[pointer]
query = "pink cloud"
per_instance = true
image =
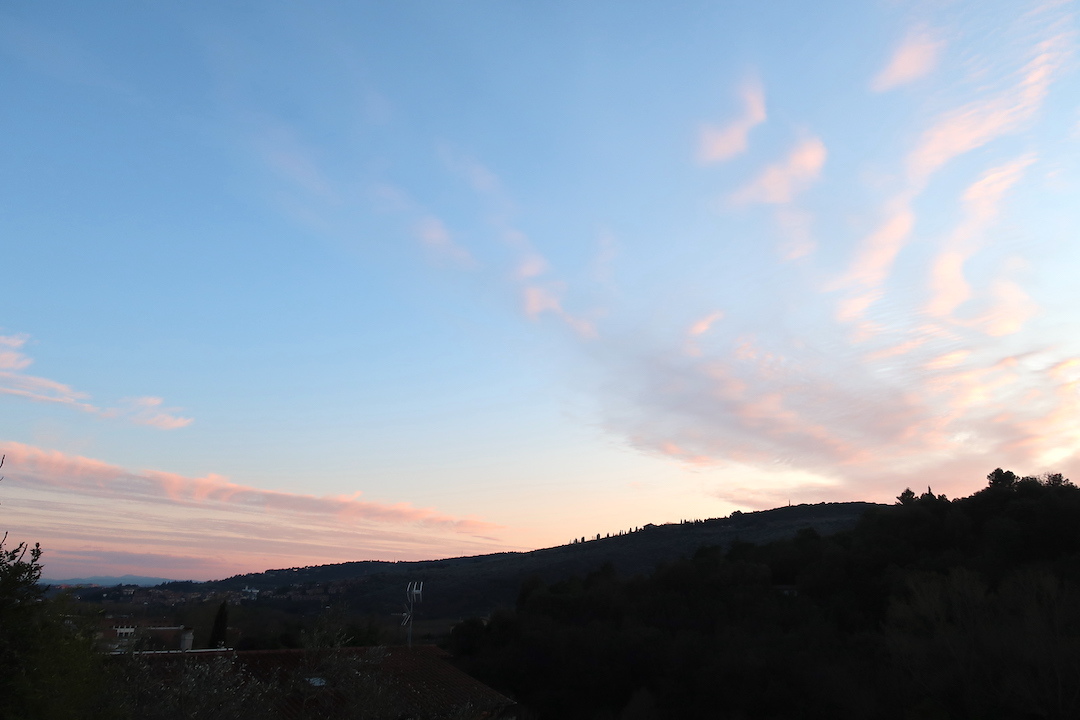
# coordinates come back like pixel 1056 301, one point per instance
pixel 915 57
pixel 780 182
pixel 719 144
pixel 139 410
pixel 432 232
pixel 1011 309
pixel 702 325
pixel 540 300
pixel 976 123
pixel 948 285
pixel 953 134
pixel 84 507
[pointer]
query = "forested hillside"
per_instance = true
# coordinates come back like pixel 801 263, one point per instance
pixel 927 609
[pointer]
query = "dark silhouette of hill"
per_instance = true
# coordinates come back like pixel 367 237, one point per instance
pixel 463 586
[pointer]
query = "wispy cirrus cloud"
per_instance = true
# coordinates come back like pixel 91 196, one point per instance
pixel 57 498
pixel 14 382
pixel 780 182
pixel 540 291
pixel 981 202
pixel 952 134
pixel 719 144
pixel 915 56
pixel 433 233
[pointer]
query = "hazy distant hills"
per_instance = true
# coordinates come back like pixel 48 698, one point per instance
pixel 110 581
pixel 474 585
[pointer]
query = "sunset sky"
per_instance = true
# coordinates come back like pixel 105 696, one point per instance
pixel 287 283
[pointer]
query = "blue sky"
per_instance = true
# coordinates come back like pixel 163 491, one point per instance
pixel 289 284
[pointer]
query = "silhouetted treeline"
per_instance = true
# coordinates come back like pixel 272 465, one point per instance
pixel 927 609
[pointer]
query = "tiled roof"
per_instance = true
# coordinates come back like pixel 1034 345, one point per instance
pixel 416 682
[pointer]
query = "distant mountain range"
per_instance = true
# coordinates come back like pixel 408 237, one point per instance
pixel 467 586
pixel 464 586
pixel 110 581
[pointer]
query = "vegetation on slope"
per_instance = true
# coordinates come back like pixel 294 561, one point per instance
pixel 927 609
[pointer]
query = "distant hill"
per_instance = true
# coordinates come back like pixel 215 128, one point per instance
pixel 459 587
pixel 110 581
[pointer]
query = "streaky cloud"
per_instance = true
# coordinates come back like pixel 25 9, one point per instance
pixel 720 144
pixel 915 57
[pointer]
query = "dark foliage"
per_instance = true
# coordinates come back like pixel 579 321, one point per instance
pixel 927 609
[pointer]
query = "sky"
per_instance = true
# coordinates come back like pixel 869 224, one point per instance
pixel 286 284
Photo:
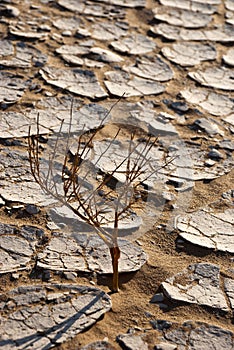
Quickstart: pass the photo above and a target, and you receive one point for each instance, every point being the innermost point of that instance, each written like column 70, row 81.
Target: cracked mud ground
column 173, row 61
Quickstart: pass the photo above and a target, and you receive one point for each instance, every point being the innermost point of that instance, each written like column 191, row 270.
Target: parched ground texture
column 169, row 66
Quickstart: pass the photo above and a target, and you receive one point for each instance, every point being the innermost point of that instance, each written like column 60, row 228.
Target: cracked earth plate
column 220, row 78
column 78, row 81
column 12, row 87
column 212, row 102
column 207, row 7
column 218, row 235
column 198, row 284
column 223, row 34
column 135, row 44
column 43, row 316
column 154, row 69
column 188, row 55
column 119, row 82
column 183, row 18
column 88, row 253
column 17, row 246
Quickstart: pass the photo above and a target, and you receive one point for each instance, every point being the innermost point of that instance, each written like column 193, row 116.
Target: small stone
column 132, row 342
column 32, row 209
column 67, row 33
column 159, row 297
column 160, row 324
column 46, row 275
column 177, row 182
column 215, row 154
column 15, row 276
column 210, row 162
column 165, row 346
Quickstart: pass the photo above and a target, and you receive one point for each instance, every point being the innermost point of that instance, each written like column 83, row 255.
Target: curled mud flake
column 25, row 57
column 208, row 7
column 78, row 81
column 188, row 55
column 182, row 18
column 154, row 69
column 11, row 88
column 218, row 234
column 198, row 284
column 118, row 81
column 126, row 3
column 223, row 34
column 106, row 31
column 135, row 44
column 219, row 78
column 229, row 57
column 212, row 102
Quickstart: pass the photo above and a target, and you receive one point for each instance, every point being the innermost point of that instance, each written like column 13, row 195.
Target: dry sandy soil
column 131, row 307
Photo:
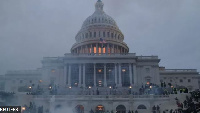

§ Problem requirements: List every line of the rows above that contains the word "ground". Case counts.

§ Exercise result:
Target: cracked mud ground
Target: parched ground texture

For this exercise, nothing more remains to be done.